### Brano fornito
■ ■ ■ ■ ■

“Migranti, la sfida dell’incontro”. 21 storie di accoglienza e integrazione e tanto altro sul tema

 

 

Nato come catalogo della mostra dall’omonimo titolo presentata al Meeting per l’Amicizia tra i popoli di Rimini di quest’anno (qui l'articolo), questo volume di quasi 200 pagine (Migranti, la sfida dell’incontro, a cura di Giorgio Paolucci, prefazione di Nunzio Galantino, Itaca) si è trasformato in un importante testo di grande attualità sulla drammatica situazione delle migliaia di migranti che giungono nel nostro Paese e sulle innumerevoli storie di accoglienza e integrazione di cui è costellata tutta la nostra penisola, dal Brennero a Capo Passero.

Il corpo centrale del libro è costituito dalle vicende umane di 21 immigrati giunti, tra noi taluni da pochi mesi altri da tanti anni, che, portando sulle spalle una storia di miseria, paura e spesse volte scampato pericolo di morte, hanno incontrato qualcuno, magari un assistente volontario in qualche struttura o associazione di volontariato, con cui è riuscito a far scaturire dal viaggio un incontro, cioè un avvenimento in grado di riprendere la strada della speranza, quella che avevano iniziato prima di partire e che avevano rischiato di smarrire, malgrado il loro arrivo in Italia.

Quattro di queste storie si sono svolte in Sicilia.

La prima è quella di Pietro Bartolo, chiamato da tutti ‘U dutturi’, il responsabile del Presidio sanitario di Lampedusa, che da anni accoglie sulla banchina del porto miglia di persone per prestare loro i primi soccorsi. Tutte hanno lasciato un segno indelebile nella sua vita, ma ricorda soprattutto Omar, un giovane tunisino trovato rannicchiato per la paura sotto un barca dove si era nascosto per una settimana. Lo ha portato a casa sua per le prime cure; vi è rimasto per due anni; poi è partito per la Svezia dove vive e lavora. «Quegli suoi occhi neri non li dimentico più. Gli occhi di chi in mare ha visto la morte in faccia, ha visto la morte portar via amici, familiari, compagni di viaggio. Ma anche gli occhi pieni del desiderio di ricominciare, di provare a costruire una nuova vita».

■ ■ ■ ■ ■

### Dati forniti
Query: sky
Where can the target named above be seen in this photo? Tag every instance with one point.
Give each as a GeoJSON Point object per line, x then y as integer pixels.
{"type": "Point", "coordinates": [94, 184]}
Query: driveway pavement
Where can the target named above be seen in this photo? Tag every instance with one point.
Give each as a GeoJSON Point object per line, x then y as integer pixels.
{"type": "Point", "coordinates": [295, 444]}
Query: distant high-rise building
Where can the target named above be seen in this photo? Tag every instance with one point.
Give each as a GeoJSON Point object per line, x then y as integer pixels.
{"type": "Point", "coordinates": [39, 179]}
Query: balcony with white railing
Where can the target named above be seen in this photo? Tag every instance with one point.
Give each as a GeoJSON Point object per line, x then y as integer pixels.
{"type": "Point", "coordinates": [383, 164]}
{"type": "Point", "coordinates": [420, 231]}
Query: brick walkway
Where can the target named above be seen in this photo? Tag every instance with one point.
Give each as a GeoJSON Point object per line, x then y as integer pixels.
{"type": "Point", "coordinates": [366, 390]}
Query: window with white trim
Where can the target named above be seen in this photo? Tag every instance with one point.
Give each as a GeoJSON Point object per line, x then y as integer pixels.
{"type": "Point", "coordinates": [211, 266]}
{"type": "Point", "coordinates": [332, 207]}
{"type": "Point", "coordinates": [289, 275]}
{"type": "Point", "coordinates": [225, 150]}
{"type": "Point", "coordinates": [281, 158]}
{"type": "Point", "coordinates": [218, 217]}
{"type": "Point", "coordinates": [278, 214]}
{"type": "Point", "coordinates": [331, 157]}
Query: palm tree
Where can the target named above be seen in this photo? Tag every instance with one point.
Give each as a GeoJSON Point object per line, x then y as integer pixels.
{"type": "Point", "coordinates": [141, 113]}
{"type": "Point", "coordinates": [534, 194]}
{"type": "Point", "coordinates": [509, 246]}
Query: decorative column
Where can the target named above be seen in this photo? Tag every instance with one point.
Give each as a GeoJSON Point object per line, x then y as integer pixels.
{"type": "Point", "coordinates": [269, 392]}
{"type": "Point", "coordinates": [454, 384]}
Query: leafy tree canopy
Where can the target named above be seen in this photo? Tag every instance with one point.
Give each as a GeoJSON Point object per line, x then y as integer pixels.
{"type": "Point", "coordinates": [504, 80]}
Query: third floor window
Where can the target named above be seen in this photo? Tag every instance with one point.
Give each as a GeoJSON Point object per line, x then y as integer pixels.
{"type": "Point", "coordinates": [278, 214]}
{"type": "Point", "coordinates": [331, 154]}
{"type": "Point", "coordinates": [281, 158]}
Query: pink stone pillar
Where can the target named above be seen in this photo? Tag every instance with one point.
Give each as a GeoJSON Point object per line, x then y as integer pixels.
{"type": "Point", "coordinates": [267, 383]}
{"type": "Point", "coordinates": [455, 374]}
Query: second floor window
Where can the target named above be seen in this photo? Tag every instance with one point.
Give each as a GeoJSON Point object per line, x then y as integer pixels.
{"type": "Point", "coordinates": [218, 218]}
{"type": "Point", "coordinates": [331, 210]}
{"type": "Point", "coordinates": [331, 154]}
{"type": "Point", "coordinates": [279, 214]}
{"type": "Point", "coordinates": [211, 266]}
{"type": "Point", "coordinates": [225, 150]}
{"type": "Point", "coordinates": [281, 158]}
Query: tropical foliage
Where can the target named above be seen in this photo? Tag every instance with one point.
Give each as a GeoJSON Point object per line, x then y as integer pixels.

■ ■ ■ ■ ■

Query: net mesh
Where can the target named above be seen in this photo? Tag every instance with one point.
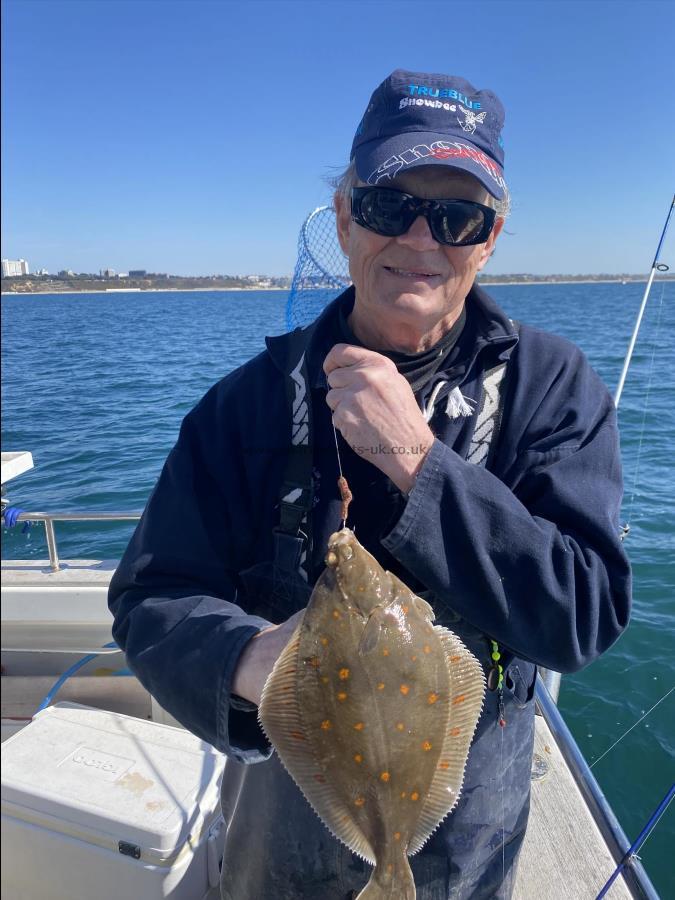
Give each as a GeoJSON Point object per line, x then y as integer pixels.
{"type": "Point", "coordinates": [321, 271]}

■ ■ ■ ■ ■

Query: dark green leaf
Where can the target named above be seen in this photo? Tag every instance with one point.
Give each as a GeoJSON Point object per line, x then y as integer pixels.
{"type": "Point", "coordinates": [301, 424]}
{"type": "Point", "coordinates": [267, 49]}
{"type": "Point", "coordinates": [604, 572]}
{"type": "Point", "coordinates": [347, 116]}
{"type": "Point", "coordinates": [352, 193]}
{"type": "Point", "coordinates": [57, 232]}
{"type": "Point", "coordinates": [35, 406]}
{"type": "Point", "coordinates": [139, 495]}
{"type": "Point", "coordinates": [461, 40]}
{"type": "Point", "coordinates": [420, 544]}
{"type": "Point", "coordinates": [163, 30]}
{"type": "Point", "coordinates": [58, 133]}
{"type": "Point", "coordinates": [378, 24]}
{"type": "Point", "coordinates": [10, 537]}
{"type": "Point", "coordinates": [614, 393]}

■ ■ ■ ■ ■

### Obiettivo
Puoi riprodurre parola per parola il tratto del brano sui migranti che va da "Il corpo centrale" fino a "svolte in Sicilia."? I dati sono materiale a sé stante, separato dal brano.

### Risultato
Il corpo centrale del libro è costituito dalle vicende umane di 21 immigrati giunti, tra noi taluni da pochi mesi altri da tanti anni, che, portando sulle spalle una storia di miseria, paura e spesse volte scampato pericolo di morte, hanno incontrato qualcuno, magari un assistente volontario in qualche struttura o associazione di volontariato, con cui è riuscito a far scaturire dal viaggio un incontro, cioè un avvenimento in grado di riprendere la strada della speranza, quella che avevano iniziato prima di partire e che avevano rischiato di smarrire, malgrado il loro arrivo in Italia.

Quattro di queste storie si sono svolte in Sicilia.